▶ Passage provided:
— start —
You are viewing a plain text version of this content. The canonical link for it is here.
Posted to dev@arrow.apache.org by Jiayu Liu <ji...@hey.com.INVALID> on 2021/06/22 07:18:03 UTC

Datafusion's vision and roadmap?

Hi,

This is regarding my question about the datafusion's vision and roadmap.

As a new contributor, I wonder what would be a vision and roadmap that
most of the contributors can/already have be aligned upon.

Maybe due to my lack of prior context I might have missed such
discussion, or maybe this is intentionally left to be open so that
different contributors and companies can have their own features to be
compatible. But I still believe in the value of having one, and it can
somehow be shown in the README.md or contributing guideline, so that
users and the community can see what to expect from and contribute to.

By "vision" I mean something that's necessarily vague and serving as an
overarching goal, e.g. "leveraging rust and arrow and become the most
performant SQL-compatible query engine on a single node", or "fully
compatible with (most of) PostgreSQL syntax and pluggable in most of the
web-scale analytical engines".

I believe having this in place can help pushing the project forwards
esp. in cases of trade off, e.g. sticking to newest rust release v.s.
providing LTS, or incorporating as many features as possible (e.g.
recursive CTE? BSON support? query materializations?) v.s. keeping
binary size small and everything else into a plugin mode.

Re: Datafusion's vision and roadmap?

Posted by Andrew Lamb <al...@influxdata.com>.
This topic came up again, and I have started a PR [1] to see if we can
record / build a larger consensus

Andrew
[1]  https://github.com/apache/arrow-datafusion/pull/1104

On Tue, Jun 22, 2021 at 1:25 PM Andrew Lamb <al...@influxdata.com> wrote:

> Thank you for bringing this topic up.
>
> Expanding on what you suggested, here is another about this for a vision?
>
> DataFusion's vision is to become *the de facto query engine* of choice for
> new analytic applications, by leveraging the unique features of Rust and
> Apache Arrow to provide:
> 1.  best-in-class query performance for a single node
> 2. A feature-complete declarative query interface via  (most of)
> PostgreSQL
> 3. A feature-rich  procedural interface for creating and running execution
> plans
> 4. High performance extensibility at at every layer
>
> The current [2] readme describes *what* Datafusion is, but does not really
> give a vision going forward. A few months ago we tried a "what is everyone
> thinking of working on" type approach [1] to create a roadmap. While that
> was insightful, I agree having a single unified (even if vague) goal would
> be very helpful
>
> I would welcome other thoughts as well: if there appears to be some
> consensus then we can make a PR to add the proposal to the DataFusion readme
>
> @Andy Grove <an...@gmail.com>  do you have any thoughts?
>
> Andrew
>
>
> [1]
> https://docs.google.com/document/d/1qspsOM_dknOxJKdGvKbC1aoVoO0M3i6x1CIo58mmN2Y/edit?userstoinvite=jonas.hansen%40airbus.com&ts=604a2a22&actionButton=1
> [2] https://github.com/apache/arrow-datafusion#readme
>
> On Tue, Jun 22, 2021 at 3:18 AM Jiayu Liu <ji...@hey.com.invalid> wrote:
>
>> Hi,
>>
>> This is regarding my question about the datafusion's vision and roadmap.
— end —
▶ Given exercise A: Return every line of the entries that come after this sentence unchanged, including all of their numbers and parentheses.
The mailing-list thread and the entries come from unrelated sources.

▶ Data provided:
— start —
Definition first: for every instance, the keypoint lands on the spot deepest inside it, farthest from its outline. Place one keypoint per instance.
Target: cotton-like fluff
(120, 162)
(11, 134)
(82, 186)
— end —
▶ Given exercise B: Retype the part of the DataFusion mailing-list thread starting with "I believe having" and going on through "a plugin mode.", keeping every word and mark unchanged.

▶ Finished answer A:
Definition first: for every instance, the keypoint lands on the spot deepest inside it, farthest from its outline. Place one keypoint per instance.
Target: cotton-like fluff
(120, 162)
(11, 134)
(82, 186)

▶ Finished answer B:
I believe having this in place can help pushing the project forwards
esp. in cases of trade off, e.g. sticking to newest rust release v.s.
providing LTS, or incorporating as many features as possible (e.g.
recursive CTE? BSON support? query materializations?) v.s. keeping
binary size small and everything else into a plugin mode.